→ **Do this**:
Turn the data below into a JSON list of strings, with one string for each line and no entries for blank lines.

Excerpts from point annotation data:
/---
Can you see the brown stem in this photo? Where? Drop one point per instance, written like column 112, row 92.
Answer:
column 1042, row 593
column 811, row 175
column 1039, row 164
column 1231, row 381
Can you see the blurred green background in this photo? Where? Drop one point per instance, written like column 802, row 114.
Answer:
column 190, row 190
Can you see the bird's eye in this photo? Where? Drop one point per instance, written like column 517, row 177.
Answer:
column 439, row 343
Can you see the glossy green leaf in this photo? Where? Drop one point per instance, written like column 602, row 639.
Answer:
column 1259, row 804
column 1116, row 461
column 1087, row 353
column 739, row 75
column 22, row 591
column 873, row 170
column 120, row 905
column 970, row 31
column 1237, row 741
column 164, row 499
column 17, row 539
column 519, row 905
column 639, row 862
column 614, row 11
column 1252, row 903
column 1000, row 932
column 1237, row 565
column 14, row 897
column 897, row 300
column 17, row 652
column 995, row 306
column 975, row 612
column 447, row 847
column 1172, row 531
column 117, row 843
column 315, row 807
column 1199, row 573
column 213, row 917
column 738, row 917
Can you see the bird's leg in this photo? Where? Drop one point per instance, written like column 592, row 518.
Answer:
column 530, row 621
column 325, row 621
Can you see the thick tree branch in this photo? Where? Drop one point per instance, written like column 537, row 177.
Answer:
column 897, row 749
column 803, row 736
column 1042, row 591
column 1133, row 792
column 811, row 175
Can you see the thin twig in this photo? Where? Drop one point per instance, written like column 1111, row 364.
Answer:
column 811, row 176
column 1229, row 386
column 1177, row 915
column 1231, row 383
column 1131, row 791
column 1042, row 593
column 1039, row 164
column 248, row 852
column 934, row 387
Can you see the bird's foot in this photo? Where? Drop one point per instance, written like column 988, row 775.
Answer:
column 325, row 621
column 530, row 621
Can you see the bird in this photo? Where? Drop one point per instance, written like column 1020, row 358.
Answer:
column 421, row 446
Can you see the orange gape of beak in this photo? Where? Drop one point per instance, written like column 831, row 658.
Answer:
\---
→ **Problem solution**:
[
  "Can you see the brown stem in this photo? Where? Drop one point per instance, written like column 112, row 92.",
  "Answer:",
  "column 1042, row 593",
  "column 811, row 175",
  "column 1039, row 164",
  "column 1231, row 381",
  "Can you see the blurred green background in this photo? Where? Drop one point per instance, written like column 802, row 114.",
  "Answer:",
  "column 190, row 190",
  "Can you see the bird's eye in this photo? Where? Drop one point per instance, written like column 517, row 177.",
  "Answer:",
  "column 439, row 343",
  "Can you see the glossy green leaf in this photo? Where? Drop one point per instance, written like column 602, row 639.",
  "Answer:",
  "column 1259, row 804",
  "column 1116, row 461",
  "column 1087, row 353",
  "column 739, row 75",
  "column 22, row 591",
  "column 873, row 170",
  "column 120, row 905",
  "column 970, row 31",
  "column 1237, row 741",
  "column 164, row 499",
  "column 17, row 539",
  "column 519, row 905",
  "column 639, row 862",
  "column 614, row 11",
  "column 1252, row 903",
  "column 1000, row 932",
  "column 1237, row 565",
  "column 14, row 897",
  "column 897, row 300",
  "column 17, row 652",
  "column 995, row 306",
  "column 975, row 612",
  "column 447, row 847",
  "column 1172, row 531",
  "column 117, row 843",
  "column 315, row 807",
  "column 1199, row 573",
  "column 213, row 917",
  "column 738, row 917",
  "Can you see the bird's leg in this photo? Where? Drop one point per instance, written like column 592, row 518.",
  "Answer:",
  "column 530, row 621",
  "column 325, row 621",
  "Can you see the thick tree branch in this photo? Where? Drop one point per instance, written like column 537, row 177.",
  "Answer:",
  "column 897, row 749",
  "column 803, row 736",
  "column 1042, row 591",
  "column 1133, row 792",
  "column 811, row 175",
  "Can you see the thin twig in this photo? Where? Drop one point per instance, written like column 1111, row 364.",
  "Answer:",
  "column 811, row 176",
  "column 1229, row 386",
  "column 1177, row 915",
  "column 1231, row 383",
  "column 1131, row 791",
  "column 1042, row 593",
  "column 1039, row 164",
  "column 248, row 852",
  "column 934, row 387",
  "Can you see the bird's foot in this photo? Where? Drop one point per instance, written like column 988, row 775.",
  "Answer:",
  "column 325, row 621",
  "column 530, row 621",
  "Can you see the bird in this photo? Where? Drop one point per instance, written like column 1020, row 358.",
  "Answer:",
  "column 421, row 446",
  "Can you see the orange gape of beak in this photo? Where? Drop one point per instance, written like column 831, row 658.",
  "Answer:"
]